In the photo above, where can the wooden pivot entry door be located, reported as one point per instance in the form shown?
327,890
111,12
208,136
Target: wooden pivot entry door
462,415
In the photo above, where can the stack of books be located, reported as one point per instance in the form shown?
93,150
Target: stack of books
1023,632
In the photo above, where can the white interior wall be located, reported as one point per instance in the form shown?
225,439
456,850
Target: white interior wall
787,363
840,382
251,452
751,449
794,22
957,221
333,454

——

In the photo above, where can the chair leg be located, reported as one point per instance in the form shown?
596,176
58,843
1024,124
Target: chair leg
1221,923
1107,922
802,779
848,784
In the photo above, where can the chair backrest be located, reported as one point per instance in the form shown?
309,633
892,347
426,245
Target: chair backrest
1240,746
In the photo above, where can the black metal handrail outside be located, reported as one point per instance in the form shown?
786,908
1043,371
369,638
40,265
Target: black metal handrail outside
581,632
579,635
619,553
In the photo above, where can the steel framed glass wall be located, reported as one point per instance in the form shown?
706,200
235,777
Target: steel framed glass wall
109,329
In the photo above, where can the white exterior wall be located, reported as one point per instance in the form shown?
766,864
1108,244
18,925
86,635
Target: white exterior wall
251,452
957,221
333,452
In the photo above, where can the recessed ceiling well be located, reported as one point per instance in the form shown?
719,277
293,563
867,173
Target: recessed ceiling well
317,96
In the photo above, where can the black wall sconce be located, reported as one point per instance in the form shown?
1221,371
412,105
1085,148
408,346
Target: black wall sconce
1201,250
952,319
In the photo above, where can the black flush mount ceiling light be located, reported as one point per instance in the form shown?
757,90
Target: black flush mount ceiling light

——

▶ Description of the task: Among the lines above, count those containing the string "mount"; please give the count alone.

▶ Answer section: 2